• **PROMPT**:
Output each record below exactly, leaving any picture out of the copy.

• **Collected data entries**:
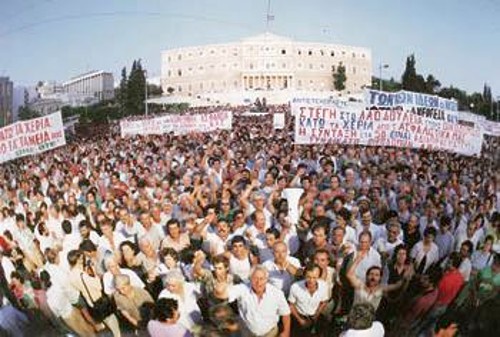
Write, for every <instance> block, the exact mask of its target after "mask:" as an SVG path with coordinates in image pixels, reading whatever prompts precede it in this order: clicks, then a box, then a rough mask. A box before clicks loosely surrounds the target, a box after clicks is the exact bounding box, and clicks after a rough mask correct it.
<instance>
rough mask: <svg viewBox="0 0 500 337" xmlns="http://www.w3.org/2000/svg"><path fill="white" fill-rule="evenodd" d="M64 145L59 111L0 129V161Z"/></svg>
mask: <svg viewBox="0 0 500 337" xmlns="http://www.w3.org/2000/svg"><path fill="white" fill-rule="evenodd" d="M63 145H66V137H65V135H64V128H63V122H62V118H61V111H58V112H55V113H53V114H51V115H47V116H43V117H40V118H34V119H30V120H27V121H21V122H16V123H13V124H10V125H7V126H5V127H3V128H1V129H0V163H3V162H6V161H9V160H13V159H16V158H20V157H24V156H28V155H33V154H38V153H42V152H45V151H48V150H52V149H55V148H56V147H59V146H63Z"/></svg>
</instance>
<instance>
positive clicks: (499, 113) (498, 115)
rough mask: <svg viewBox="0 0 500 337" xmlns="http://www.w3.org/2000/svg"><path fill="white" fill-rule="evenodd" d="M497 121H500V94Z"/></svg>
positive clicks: (496, 119) (499, 97) (498, 101)
mask: <svg viewBox="0 0 500 337" xmlns="http://www.w3.org/2000/svg"><path fill="white" fill-rule="evenodd" d="M496 121H497V122H498V121H500V96H497V118H496Z"/></svg>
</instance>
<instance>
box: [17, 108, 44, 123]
mask: <svg viewBox="0 0 500 337" xmlns="http://www.w3.org/2000/svg"><path fill="white" fill-rule="evenodd" d="M41 116H42V115H41V114H40V113H39V112H37V111H35V110H31V109H30V108H29V107H27V106H22V107H19V110H18V117H19V120H21V121H25V120H28V119H32V118H38V117H41Z"/></svg>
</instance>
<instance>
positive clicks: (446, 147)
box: [292, 100, 483, 155]
mask: <svg viewBox="0 0 500 337" xmlns="http://www.w3.org/2000/svg"><path fill="white" fill-rule="evenodd" d="M292 113H293V114H294V115H295V143H296V144H325V143H339V144H359V145H369V146H394V147H405V148H424V149H430V150H445V151H450V152H455V153H460V154H464V155H476V154H479V153H480V152H481V146H482V142H483V131H482V128H479V127H469V126H466V125H460V124H457V123H453V122H449V121H446V120H444V119H436V118H433V117H426V116H421V115H418V114H415V113H413V112H412V111H411V110H409V109H404V108H402V107H400V106H399V107H386V108H380V107H373V106H372V107H367V106H366V104H364V103H357V102H344V101H335V100H330V101H329V102H328V104H325V102H323V104H314V103H304V104H292Z"/></svg>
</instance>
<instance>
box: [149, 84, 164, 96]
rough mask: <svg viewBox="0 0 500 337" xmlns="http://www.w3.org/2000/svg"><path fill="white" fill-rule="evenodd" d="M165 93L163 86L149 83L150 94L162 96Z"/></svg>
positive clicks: (155, 95)
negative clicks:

• **RESPONSE**:
Write, for every <instance> block, the exact mask of its target after "mask:" as an SVG path with coordinates in image pixels, reading whatever prompts precede it in this order: clicks, then a box, then a rough mask. A box before clicks loosely surrounds the target, a box after clicks is the exact bounding box, and clicks after a rough mask correct it.
<instance>
rough mask: <svg viewBox="0 0 500 337" xmlns="http://www.w3.org/2000/svg"><path fill="white" fill-rule="evenodd" d="M64 145L59 111L0 129V161Z"/></svg>
mask: <svg viewBox="0 0 500 337" xmlns="http://www.w3.org/2000/svg"><path fill="white" fill-rule="evenodd" d="M63 145H66V137H65V135H64V128H63V122H62V118H61V111H58V112H55V113H53V114H51V115H47V116H43V117H40V118H34V119H30V120H27V121H21V122H16V123H13V124H10V125H7V126H5V127H3V128H1V129H0V163H3V162H6V161H9V160H13V159H16V158H20V157H24V156H28V155H33V154H38V153H42V152H45V151H48V150H52V149H55V148H56V147H59V146H63Z"/></svg>
</instance>
<instance>
positive clicks: (499, 113) (498, 115)
rough mask: <svg viewBox="0 0 500 337" xmlns="http://www.w3.org/2000/svg"><path fill="white" fill-rule="evenodd" d="M497 121H500V94Z"/></svg>
positive clicks: (496, 119) (499, 97) (498, 101)
mask: <svg viewBox="0 0 500 337" xmlns="http://www.w3.org/2000/svg"><path fill="white" fill-rule="evenodd" d="M496 121H497V122H498V121H500V96H497V118H496Z"/></svg>
</instance>
<instance>
box: [17, 108, 44, 123]
mask: <svg viewBox="0 0 500 337" xmlns="http://www.w3.org/2000/svg"><path fill="white" fill-rule="evenodd" d="M41 116H42V115H41V114H40V113H39V112H37V111H35V110H31V109H30V108H29V107H27V106H22V107H19V110H18V117H19V120H21V121H25V120H28V119H32V118H38V117H41Z"/></svg>
</instance>
<instance>
positive clicks: (446, 147)
box: [292, 100, 483, 155]
mask: <svg viewBox="0 0 500 337" xmlns="http://www.w3.org/2000/svg"><path fill="white" fill-rule="evenodd" d="M292 113H293V114H294V115H295V143H296V144H325V143H339V144H359V145H369V146H394V147H405V148H424V149H430V150H445V151H450V152H455V153H460V154H464V155H476V154H479V153H480V152H481V146H482V142H483V131H482V128H479V127H469V126H466V125H460V124H457V123H453V122H449V121H446V120H444V119H436V118H433V117H426V116H421V115H418V114H415V113H413V112H412V111H411V110H409V109H404V108H402V107H400V106H399V107H386V108H380V107H373V106H372V107H367V106H366V104H364V103H357V102H344V101H335V100H330V101H329V102H328V104H325V102H323V104H314V103H304V104H292Z"/></svg>
</instance>
<instance>
box: [149, 84, 164, 96]
rough mask: <svg viewBox="0 0 500 337" xmlns="http://www.w3.org/2000/svg"><path fill="white" fill-rule="evenodd" d="M165 93L163 86L149 83L150 94L162 96Z"/></svg>
positive clicks: (155, 95)
negative clicks:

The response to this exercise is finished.